---------- Document

ShortScience.org - Making Science Accessible!

Welcome to ShortScience.org!

arxiv.org
arxiv-vanity.com
scholar.google.com

A Neural Algorithm of Artistic Style
Leon A. Gatys and Alexander S. Ecker and Matthias Bethge
arXiv e-Print archive - 2015 via Local arXiv
Keywords: cs.CV, cs.NE, q-bio.NC
more

[link] Summary by Alexander Jung 8 years ago

* The paper describes a method to separate content and style from each other in an image.
* The style can then be transfered to a new image.
* Examples:
* Let a photograph look like a painting of van Gogh.
* Improve a dark beach photo by taking the style from a sunny beach photo.

### How
* They use the pretrained 19-layer VGG net as their base network.
* They assume that two images are provided: One with the *content*, one with the desired *style*.
* They feed the content image through the VGG net and extract the activations of the last convolutional layer. These activations are called the *content representation*.
* They feed the style image through the VGG net and extract the activations of all convolutional layers. They transform each layer to a *Gram Matrix* representation. These Gram Matrices are called the *style representation*.
* How to calculate a *Gram Matrix*:
* Take the activations of a layer. That layer will contain some convolution filters (e.g. 128), each one having its own activations.
* Convert each filter's activations to a (1-dimensional) vector.
* Pick all pairs of filters. Calculate the scalar product of both filter's vectors.
* Add the scalar product result as an entry to a matrix of size `#filters x #filters` (e.g. 128x128).
* Repeat that for every pair to get the Gram Matrix.
* The Gram Matrix roughly represents the *texture* of the image.
* Now you have the content representation (activations of a layer) and the style representation (Gram Matrices).
* Create a new image of the size of the content image. Fill it with random white noise.
* Feed that image through VGG to get its content representation and style representation. (This step will be repeated many times during the image creation.)
* Make changes to the new image using gradient descent to optimize a loss function.

--------------------
---------- Information given

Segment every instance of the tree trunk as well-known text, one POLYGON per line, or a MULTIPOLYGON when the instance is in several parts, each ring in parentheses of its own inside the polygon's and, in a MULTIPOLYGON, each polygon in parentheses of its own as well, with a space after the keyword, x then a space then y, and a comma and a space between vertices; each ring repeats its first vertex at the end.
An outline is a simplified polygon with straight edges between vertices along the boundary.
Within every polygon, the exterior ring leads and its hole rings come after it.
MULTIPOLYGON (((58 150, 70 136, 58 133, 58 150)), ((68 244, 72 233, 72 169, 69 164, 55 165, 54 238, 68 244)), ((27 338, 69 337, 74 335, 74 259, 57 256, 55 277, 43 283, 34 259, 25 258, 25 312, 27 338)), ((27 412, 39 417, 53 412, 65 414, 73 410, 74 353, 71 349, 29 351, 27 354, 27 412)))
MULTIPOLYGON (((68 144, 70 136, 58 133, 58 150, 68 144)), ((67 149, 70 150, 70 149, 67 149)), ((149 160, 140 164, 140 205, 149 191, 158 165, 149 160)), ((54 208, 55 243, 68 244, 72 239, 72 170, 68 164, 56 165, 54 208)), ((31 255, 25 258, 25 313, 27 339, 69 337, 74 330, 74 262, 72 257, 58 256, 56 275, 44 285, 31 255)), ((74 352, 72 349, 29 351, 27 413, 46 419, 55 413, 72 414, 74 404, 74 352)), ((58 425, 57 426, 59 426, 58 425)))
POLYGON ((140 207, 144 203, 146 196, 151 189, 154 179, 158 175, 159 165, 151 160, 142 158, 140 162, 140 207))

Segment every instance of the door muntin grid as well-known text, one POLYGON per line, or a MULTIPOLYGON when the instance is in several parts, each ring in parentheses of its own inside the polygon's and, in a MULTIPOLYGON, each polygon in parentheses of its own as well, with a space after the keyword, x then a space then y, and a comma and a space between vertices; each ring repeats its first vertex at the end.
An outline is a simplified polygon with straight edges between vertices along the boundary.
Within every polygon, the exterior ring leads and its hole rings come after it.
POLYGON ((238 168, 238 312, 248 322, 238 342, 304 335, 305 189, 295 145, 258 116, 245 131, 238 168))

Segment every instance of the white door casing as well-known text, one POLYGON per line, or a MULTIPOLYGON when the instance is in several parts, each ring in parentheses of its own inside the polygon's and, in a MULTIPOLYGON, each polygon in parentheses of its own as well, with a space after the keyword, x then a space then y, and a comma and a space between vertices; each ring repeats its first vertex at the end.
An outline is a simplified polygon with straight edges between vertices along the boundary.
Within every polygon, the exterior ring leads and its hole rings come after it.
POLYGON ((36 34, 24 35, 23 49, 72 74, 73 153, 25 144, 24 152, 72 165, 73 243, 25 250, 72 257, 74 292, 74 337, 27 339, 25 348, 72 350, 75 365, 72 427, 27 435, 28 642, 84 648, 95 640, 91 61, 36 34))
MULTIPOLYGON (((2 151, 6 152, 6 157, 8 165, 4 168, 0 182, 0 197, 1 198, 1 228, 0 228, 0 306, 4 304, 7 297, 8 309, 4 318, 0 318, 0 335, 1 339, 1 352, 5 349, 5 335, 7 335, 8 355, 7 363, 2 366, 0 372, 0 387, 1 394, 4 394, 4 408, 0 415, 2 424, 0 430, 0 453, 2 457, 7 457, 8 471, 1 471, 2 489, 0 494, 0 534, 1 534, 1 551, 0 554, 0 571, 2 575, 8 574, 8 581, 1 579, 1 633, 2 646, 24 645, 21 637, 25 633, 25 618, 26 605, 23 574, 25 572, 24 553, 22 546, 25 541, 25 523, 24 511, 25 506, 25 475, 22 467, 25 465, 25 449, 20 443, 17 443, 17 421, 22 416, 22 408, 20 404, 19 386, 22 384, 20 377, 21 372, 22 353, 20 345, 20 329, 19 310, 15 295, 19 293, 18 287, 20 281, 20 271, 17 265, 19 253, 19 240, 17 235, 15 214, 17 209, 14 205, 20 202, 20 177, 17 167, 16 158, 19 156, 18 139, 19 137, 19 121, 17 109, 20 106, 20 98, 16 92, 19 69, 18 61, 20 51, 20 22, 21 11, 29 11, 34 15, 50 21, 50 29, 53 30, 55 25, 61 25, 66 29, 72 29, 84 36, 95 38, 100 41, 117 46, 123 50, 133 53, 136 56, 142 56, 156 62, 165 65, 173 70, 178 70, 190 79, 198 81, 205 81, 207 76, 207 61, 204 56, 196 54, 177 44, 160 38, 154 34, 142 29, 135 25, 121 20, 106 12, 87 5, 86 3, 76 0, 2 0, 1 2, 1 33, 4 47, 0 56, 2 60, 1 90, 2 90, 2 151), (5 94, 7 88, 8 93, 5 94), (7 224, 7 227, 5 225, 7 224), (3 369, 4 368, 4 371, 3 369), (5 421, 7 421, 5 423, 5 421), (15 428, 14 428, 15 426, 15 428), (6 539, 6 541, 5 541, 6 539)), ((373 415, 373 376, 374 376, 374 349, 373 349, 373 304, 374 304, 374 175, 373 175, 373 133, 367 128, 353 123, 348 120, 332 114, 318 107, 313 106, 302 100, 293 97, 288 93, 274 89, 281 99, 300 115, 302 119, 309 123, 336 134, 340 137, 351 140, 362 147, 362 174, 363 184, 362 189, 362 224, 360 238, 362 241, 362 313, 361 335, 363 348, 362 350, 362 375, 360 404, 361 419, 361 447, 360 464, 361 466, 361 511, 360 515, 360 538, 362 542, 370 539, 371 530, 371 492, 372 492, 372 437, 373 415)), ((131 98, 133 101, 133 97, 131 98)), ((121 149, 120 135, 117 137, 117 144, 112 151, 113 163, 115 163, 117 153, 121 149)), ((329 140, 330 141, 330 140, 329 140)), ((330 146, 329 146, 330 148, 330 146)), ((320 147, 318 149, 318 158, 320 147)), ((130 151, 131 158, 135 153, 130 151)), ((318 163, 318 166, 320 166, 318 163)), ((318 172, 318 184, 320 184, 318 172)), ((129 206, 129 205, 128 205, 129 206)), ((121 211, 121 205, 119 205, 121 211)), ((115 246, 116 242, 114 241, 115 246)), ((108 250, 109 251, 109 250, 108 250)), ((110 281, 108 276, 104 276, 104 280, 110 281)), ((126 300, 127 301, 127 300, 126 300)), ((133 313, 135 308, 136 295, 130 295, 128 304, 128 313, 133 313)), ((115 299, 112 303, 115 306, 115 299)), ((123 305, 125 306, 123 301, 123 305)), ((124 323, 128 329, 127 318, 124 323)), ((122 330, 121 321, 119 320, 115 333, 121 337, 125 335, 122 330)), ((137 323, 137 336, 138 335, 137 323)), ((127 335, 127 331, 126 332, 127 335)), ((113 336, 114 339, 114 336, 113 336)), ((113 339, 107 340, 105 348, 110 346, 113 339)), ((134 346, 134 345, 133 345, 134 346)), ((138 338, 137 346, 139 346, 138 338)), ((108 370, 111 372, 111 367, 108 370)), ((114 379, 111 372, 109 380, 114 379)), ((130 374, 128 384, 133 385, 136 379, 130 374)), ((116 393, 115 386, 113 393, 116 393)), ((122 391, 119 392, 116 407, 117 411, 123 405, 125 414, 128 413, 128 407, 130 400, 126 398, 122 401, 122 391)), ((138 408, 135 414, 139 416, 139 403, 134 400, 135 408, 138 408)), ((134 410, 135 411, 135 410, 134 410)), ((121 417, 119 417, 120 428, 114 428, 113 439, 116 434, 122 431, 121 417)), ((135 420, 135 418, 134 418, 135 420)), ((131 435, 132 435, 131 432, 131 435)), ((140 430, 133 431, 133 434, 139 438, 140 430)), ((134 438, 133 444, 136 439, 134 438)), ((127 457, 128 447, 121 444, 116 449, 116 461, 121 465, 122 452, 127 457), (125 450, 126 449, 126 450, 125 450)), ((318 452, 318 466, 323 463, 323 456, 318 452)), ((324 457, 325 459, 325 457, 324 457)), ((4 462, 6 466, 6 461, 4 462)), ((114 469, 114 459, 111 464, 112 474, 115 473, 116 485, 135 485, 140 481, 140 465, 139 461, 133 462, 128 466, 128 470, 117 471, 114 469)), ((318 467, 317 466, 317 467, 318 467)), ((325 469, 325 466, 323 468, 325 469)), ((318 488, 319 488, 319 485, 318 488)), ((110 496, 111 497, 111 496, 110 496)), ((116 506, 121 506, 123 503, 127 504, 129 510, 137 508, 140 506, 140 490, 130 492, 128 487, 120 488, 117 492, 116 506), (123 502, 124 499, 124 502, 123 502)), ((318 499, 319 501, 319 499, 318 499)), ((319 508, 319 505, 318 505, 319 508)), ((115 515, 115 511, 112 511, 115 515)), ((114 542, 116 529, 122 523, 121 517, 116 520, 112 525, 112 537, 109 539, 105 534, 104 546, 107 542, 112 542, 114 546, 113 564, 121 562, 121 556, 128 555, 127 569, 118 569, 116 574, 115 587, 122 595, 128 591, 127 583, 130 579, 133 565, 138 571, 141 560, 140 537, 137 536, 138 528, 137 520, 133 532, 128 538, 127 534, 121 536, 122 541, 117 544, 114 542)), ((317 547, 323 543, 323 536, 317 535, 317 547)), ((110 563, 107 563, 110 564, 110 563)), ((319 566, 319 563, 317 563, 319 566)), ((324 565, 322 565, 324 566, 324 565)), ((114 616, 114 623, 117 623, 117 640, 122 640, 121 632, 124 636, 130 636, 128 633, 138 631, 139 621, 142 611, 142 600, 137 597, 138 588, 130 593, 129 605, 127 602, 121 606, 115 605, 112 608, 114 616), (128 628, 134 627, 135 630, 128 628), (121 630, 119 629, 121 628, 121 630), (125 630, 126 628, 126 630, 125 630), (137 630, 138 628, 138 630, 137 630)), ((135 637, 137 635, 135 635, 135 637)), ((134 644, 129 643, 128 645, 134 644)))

--------------------

• [Objective]: List, in order, the steps that the artistic style summary gives for calculating a Gram Matrix.

• [Task response]:
1. Take the activations of a layer, which contains some convolution filters (e.g. 128), each with its own activations.
2. Convert each filter's activations to a one-dimensional vector.
3. Pick all pairs of filters and calculate the scalar product of both filters' vectors.
4. Add the scalar product result as an entry to a matrix of size #filters x #filters (e.g. 128x128).
5. Repeat that for every pair to get the Gram Matrix.